**Excerpt to read**
Title: 

APD 002296

Significant Decision

Date: 

November 14, 2000

Issues: 

SIBS-9th & Subsequent Quarters

Table of Contents

APD 002296

This appeal arises pursuant to the Texas Workers’ Compensation Act, TEX. LAB. CODE ANN. § 401.001 et seq. (1989 Act). A contested case hearing (CCH) was held on September 8, 2000. The hearing officer determined that the appellant (claimant) was not entitled to supplemental income benefits (SIBs) for the 9th quarter. The claimant appealed the adverse good faith and direct result determinations on sufficiency grounds. The respondent (carrier) replied that the Appeals Panel should affirm the hearing officer’s decision and order.

DECISION

Affirmed.

The claimant contends the hearing officer erred in determining that she did not meet her burden of proof regarding the good faith SIBs criterion. At the CCH the parties stipulated that the claimant sustained a compensable injury on ________. The claimant testified that she injured her neck, right shoulder, wrist, hand and thumb, knees, hip, back and “everything” in an automobile accident while working as a truck driver in furtherance of the employer’s affairs. The claimant explained that as a result of her injury she had carpal tunnel surgery and right shoulder surgery in October 1996. The claimant asserted that she was released to return to work with restrictions as to repetitive motion and limited lifting and that she began looking for work in January 1997. The record indicates that the claimant worked at various temporary secretarial and clerical jobs in 1998 and 1999.

On October 27, 1998, Dr. D, at the request of the Texas Workers’ Compensation Commission, examined the claimant and determined that her physical examination was rather unremarkable, showing only signs of mechanical cervical and lumbar pain symptoms. He could not detect any signs of residual right shoulder impingement syndrome or carpal tunnel syndrome which he believed to have resolved after surgery. He also could not detect any significant signs of lumbar nerve root irritation. Dr. D wrote that the claimant demonstrated no sign of any overt discomfort with various manual maneuvers to stress the cervical and lumbar spines. He opined that the claimant could handle medium work activities with a restriction as to lifting while extending her arms more than 17 inches; in other words, while lifting she should keep her arms close to her body when doing so. By letter dated December 14, 1998, Dr. D opined that the claimant could not tolerate all the duties of a line haul driver.

The claimant testified that during the qualifying period for the 9th quarter of SIBs, from February 3, 2000, through May 4, 2000, she was employed by (temporary service agency) where she received a temporary full-time assignment as an administrative assistant from sometime in February through April 27, 2000, and a receptionist for one day prior to the end of the qualifying period. The claimant asserted that she also looked for permanent work every week of the qualifying period and documented the search on her Application for Supplemental Income Benefits (TWCC-52). The claimant related that she had received computer training from the Texas Rehabilitation Commission in 1997 or 1998 and successfully completed the training.

**Available data**

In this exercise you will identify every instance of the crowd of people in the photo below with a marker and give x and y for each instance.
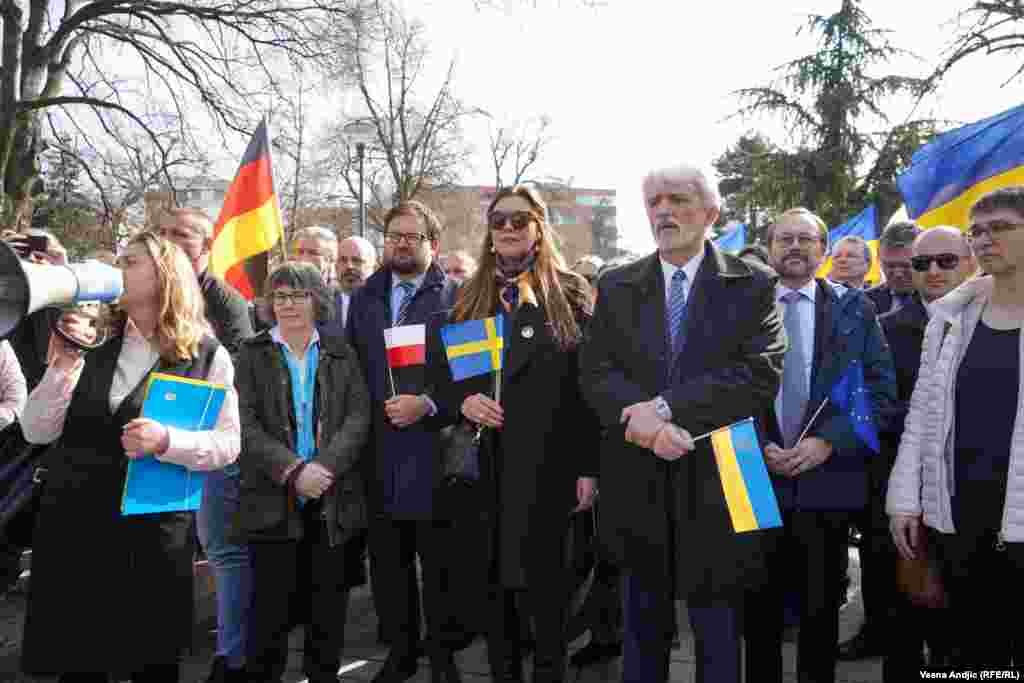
(611, 376)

**Tasks to carry out**
1. List each body part that the claimant, according to the appeals decision, testified she injured in the automobile accident.
2. Answer these questions from the appeals decision.
(a) On what date was the contested case hearing held?
(b) On what date did Dr. D examine the claimant at the request of the Texas Workers' Compensation Commission?
(c) What dates did the qualifying period for the 9th quarter of SIBs span?
Base every answer solely on the appeals decision above.

**Answers to each task**
1. Neck, right shoulder, wrist, hand, thumb, knees, hip, back

2.
(a) September 8, 2000
(b) October 27, 1998
(c) February 3, 2000, through May 4, 2000